◆ **GIVEN TEXT**:

▼

-In the end, the strife of the party is such a vicious struggle because of the uncertain consequences. This weekend, I didn’t go out but slept until noon. But when I get hammered, for some reason I have trouble sleeping more than five hours. And if I do decide to go out, should I bring a condom? I don’t want to jinx myself, but I don’t want to end up drunk and unprepared with a feisty wideclops, either. These are the decisions we are forced to make every day. To booze or not to booze – that is the question. A question, I believe, that should be answered with a drinking game.
-As always, here are some random things I’ve been ruminating about lately…
-I knew I had made a mistake when I recently told a salesgirl that I was trying to buy a shirt for my sister but didn’t know what size she was. I could have abandoned ship when the salesgirl asked me what my sister looked like in comparison to her. Instead I put my foot directly in my mouth and responded honestly: “Well, she’s a lot skinnier than you.”
-I always hated those cliche sitcom moments when a character is about to drop a bomb, but just before he does, the other character drops a bigger bomb of her own and then says, “So what were you going to say?” Cue awkward, contrived pause and canned laughter. But then I realized that that very situation actually happens almost every day on instant messenger. You ever type a message and then are about to hit send when the other person writes you something crazy that makes your unsent response obsolete? I usually then carefully delete what I was about to send and slowly back away from the computer.
-The other day, my sister asked our four-year-old cousin Daniel if he had learned anything in school. Daniel replied, “Yes, but I can’t say those words out loud.”
-My friend Christina is getting married in August, and last week she said to me, “Everyone is so excited about the wedding!” I blatantly said to her, “That’s not true.” Now don’t get me wrong, I’m Christina’s oldest friend – I definitely couldn’t be more excited for the wedding and will be drinking and dancing up a storm (in that order). But I mean, listen engaged people of the world, let’s be realistic here – not everyone is excited to go to your wedding. How about that random second cousin’s husband who’s never even met the groom? Does he want to take a day off from work and travel to an inconveniently located reception? Does everyone want to buy overpriced stemware from the registry that the couple will never use once? Probably not. By the way, if you happen to be going to Christina’s wedding, you’ll find me under the place card “Bitter single guy.”
-You ever get the feeling that when you set your iPod to “shuffle” the songs that play aren’t random at all?

▲

◆ **INSTRUCTIONS TO FOLLOW**:
Answer these questions from the column:
(a) How many hours of sleep does the writer have trouble exceeding after getting hammered?
(b) How old is the cousin Daniel?
(c) In what month is Christina getting married?
The data that comes after this column plays no part in the work.

◆ **DATA SHOWN**:
▼

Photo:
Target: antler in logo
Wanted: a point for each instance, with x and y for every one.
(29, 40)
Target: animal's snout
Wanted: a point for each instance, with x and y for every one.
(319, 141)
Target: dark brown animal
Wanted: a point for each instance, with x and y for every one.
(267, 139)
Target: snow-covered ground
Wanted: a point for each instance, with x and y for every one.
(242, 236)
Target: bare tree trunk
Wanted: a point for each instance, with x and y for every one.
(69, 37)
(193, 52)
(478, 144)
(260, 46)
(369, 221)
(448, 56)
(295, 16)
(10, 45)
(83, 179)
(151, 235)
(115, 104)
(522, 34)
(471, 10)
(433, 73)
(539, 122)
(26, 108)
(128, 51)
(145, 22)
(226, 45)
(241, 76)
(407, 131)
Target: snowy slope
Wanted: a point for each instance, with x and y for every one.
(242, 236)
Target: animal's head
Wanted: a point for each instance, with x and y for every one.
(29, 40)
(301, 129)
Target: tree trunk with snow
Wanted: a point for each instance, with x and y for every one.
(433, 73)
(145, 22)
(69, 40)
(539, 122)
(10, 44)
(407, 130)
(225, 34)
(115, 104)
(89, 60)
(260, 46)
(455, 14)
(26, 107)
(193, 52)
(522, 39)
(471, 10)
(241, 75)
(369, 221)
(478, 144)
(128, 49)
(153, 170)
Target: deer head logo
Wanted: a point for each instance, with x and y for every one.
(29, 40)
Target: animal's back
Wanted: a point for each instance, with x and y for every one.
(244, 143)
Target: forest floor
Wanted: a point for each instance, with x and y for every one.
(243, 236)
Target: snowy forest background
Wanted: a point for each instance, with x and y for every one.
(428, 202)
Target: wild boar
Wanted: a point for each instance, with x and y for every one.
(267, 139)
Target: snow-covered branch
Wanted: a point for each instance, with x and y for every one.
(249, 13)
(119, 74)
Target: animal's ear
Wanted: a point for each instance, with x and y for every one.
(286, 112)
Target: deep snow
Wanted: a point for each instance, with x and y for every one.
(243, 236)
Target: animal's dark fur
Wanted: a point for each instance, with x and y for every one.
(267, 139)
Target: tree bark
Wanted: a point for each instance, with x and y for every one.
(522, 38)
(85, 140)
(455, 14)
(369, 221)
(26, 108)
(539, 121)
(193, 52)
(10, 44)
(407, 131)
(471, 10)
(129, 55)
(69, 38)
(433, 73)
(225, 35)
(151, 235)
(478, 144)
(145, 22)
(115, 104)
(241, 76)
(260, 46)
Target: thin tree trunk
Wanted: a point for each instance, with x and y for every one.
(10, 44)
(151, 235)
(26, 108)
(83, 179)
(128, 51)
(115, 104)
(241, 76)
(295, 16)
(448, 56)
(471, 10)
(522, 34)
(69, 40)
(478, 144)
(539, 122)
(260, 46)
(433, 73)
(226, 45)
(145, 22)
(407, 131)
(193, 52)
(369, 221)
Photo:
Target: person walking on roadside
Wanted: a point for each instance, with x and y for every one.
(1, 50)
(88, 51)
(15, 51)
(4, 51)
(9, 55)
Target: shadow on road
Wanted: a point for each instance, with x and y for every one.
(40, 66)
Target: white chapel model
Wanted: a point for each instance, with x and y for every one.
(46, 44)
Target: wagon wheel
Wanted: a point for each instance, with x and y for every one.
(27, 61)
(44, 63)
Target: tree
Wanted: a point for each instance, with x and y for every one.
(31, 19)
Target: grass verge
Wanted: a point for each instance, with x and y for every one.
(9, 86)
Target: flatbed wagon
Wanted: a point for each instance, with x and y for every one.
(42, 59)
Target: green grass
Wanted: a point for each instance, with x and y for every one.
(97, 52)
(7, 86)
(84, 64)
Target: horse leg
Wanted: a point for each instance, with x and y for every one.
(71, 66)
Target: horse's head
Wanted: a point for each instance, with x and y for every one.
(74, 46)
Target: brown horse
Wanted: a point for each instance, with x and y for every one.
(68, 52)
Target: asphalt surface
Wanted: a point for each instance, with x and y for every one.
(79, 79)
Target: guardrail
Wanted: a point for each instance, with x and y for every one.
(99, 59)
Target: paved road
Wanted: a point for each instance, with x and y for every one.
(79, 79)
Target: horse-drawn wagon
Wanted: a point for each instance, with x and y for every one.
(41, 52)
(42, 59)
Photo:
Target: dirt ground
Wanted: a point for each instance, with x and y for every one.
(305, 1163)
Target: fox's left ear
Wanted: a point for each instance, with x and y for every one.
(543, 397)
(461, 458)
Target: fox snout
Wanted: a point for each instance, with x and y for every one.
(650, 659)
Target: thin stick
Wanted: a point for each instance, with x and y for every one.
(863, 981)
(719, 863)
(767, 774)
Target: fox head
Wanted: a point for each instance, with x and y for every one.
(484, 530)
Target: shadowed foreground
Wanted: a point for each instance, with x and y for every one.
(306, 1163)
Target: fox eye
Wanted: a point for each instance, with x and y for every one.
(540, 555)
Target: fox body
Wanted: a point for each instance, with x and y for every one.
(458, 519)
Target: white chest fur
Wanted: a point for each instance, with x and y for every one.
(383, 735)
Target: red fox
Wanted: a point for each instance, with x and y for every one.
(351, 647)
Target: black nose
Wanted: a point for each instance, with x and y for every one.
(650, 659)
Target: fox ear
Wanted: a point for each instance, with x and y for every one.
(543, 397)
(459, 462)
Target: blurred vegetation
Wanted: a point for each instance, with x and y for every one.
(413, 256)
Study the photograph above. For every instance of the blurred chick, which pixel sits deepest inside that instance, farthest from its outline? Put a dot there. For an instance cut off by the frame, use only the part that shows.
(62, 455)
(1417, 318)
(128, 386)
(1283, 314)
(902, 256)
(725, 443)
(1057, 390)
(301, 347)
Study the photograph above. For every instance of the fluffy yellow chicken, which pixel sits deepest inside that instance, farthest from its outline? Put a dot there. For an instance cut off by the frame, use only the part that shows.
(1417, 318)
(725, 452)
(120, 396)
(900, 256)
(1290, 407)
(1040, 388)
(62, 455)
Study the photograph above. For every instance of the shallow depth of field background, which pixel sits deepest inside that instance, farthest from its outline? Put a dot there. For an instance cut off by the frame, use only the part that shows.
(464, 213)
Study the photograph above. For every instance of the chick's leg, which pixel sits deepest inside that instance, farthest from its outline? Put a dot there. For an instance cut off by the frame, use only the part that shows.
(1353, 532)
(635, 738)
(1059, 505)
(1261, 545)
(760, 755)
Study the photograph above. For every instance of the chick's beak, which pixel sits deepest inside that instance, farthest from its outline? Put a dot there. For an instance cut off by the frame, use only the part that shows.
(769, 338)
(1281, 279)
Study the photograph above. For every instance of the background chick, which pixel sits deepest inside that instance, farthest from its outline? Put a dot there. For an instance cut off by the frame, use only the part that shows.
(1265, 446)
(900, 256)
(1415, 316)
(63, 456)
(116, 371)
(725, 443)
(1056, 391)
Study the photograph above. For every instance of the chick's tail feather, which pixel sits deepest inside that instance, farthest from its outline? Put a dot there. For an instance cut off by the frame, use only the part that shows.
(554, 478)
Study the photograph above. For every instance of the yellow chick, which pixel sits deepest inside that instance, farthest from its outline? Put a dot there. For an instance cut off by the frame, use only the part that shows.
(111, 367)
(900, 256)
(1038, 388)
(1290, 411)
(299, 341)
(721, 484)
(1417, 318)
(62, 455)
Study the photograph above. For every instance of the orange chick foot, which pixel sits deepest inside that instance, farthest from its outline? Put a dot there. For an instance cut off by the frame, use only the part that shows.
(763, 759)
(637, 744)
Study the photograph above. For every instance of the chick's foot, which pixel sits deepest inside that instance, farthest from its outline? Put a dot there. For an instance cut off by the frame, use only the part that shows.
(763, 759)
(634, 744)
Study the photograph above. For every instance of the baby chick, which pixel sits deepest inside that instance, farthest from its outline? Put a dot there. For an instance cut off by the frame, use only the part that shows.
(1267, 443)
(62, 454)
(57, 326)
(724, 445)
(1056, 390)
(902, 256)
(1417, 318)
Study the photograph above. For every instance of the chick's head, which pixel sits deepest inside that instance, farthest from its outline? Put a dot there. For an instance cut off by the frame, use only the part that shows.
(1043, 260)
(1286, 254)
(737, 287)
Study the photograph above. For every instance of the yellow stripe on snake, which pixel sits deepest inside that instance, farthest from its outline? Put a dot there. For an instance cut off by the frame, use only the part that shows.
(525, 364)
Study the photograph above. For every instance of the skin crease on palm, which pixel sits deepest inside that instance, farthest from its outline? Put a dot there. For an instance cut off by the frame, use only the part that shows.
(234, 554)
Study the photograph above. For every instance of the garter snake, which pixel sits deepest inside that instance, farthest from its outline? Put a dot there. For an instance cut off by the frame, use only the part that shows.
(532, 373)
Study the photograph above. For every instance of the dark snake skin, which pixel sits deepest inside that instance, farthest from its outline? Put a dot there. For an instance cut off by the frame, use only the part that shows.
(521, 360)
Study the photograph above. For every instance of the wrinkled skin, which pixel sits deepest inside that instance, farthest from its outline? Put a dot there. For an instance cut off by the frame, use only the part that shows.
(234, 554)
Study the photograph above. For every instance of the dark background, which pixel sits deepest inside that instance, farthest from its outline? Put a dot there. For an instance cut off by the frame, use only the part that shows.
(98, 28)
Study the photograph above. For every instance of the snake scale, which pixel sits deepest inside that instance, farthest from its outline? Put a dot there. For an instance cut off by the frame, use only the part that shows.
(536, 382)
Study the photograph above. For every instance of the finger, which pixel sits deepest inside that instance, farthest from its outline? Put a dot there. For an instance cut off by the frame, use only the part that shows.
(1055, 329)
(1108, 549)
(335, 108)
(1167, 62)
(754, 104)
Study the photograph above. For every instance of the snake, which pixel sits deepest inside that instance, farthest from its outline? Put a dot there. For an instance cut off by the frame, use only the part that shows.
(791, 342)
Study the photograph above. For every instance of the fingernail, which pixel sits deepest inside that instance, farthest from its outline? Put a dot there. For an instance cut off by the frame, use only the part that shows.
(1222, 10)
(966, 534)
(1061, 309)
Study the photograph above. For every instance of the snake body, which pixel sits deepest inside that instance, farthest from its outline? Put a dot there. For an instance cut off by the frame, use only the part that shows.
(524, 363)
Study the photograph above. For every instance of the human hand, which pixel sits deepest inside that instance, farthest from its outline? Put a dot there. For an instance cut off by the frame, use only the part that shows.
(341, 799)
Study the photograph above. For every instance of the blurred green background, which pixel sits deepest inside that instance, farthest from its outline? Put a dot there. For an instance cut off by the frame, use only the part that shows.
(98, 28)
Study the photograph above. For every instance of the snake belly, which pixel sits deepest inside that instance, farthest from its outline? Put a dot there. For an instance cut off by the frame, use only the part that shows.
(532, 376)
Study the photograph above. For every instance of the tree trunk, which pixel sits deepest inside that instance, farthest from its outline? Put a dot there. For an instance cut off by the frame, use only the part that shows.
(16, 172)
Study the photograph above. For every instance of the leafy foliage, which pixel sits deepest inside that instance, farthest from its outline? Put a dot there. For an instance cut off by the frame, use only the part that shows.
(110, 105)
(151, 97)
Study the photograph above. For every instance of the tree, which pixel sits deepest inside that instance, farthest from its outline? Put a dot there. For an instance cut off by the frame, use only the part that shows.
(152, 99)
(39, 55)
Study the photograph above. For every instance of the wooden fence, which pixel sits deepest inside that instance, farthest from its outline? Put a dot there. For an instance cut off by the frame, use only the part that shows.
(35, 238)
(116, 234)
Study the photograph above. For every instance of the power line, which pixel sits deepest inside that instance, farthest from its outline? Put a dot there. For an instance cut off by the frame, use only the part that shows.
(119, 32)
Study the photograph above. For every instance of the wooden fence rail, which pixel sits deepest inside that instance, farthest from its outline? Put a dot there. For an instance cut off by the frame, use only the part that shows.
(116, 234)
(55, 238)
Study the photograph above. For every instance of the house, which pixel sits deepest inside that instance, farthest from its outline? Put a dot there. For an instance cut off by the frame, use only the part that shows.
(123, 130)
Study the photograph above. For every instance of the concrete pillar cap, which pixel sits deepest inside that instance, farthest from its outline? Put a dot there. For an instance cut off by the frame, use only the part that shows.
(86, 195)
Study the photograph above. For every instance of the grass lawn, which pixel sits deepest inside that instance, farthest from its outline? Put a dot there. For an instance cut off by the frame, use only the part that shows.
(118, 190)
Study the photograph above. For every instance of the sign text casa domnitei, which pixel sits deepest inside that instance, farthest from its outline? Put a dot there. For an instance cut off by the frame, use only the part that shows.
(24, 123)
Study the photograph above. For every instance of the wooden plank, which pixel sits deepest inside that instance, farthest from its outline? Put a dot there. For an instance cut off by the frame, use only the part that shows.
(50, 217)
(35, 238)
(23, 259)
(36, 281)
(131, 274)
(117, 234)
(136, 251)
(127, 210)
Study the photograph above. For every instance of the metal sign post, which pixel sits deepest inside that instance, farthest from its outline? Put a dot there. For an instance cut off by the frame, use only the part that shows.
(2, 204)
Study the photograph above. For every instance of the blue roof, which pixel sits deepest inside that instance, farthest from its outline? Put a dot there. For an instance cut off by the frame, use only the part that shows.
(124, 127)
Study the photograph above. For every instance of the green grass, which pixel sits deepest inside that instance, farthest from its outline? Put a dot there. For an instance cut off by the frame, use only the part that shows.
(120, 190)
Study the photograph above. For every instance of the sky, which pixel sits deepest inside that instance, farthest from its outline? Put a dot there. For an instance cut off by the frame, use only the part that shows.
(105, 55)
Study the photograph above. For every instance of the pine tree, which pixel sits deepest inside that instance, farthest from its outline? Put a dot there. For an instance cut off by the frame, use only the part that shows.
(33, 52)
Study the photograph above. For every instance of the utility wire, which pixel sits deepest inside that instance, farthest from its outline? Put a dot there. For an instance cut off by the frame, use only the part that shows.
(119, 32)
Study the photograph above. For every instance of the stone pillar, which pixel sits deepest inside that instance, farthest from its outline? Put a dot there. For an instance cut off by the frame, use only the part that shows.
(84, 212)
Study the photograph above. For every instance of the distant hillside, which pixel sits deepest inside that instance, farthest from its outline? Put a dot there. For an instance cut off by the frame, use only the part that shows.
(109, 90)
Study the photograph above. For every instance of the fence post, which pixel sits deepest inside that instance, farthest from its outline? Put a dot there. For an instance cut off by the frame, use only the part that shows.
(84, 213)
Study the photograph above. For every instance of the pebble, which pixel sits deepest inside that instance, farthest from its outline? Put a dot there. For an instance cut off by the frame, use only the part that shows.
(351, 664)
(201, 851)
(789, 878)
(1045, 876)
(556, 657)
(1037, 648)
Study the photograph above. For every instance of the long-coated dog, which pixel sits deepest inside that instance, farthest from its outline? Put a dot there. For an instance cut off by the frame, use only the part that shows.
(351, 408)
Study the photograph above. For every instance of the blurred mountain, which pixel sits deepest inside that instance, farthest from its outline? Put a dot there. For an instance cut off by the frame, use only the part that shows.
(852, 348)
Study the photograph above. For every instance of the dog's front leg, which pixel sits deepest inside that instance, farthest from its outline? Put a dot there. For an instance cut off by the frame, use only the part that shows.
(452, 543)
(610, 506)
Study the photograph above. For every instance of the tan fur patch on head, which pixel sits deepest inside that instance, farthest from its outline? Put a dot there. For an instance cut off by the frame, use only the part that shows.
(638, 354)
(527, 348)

▲

◆ **RESPONSE FOR THIS EXERCISE**:
(a) Five hours.
(b) Four years old.
(c) August.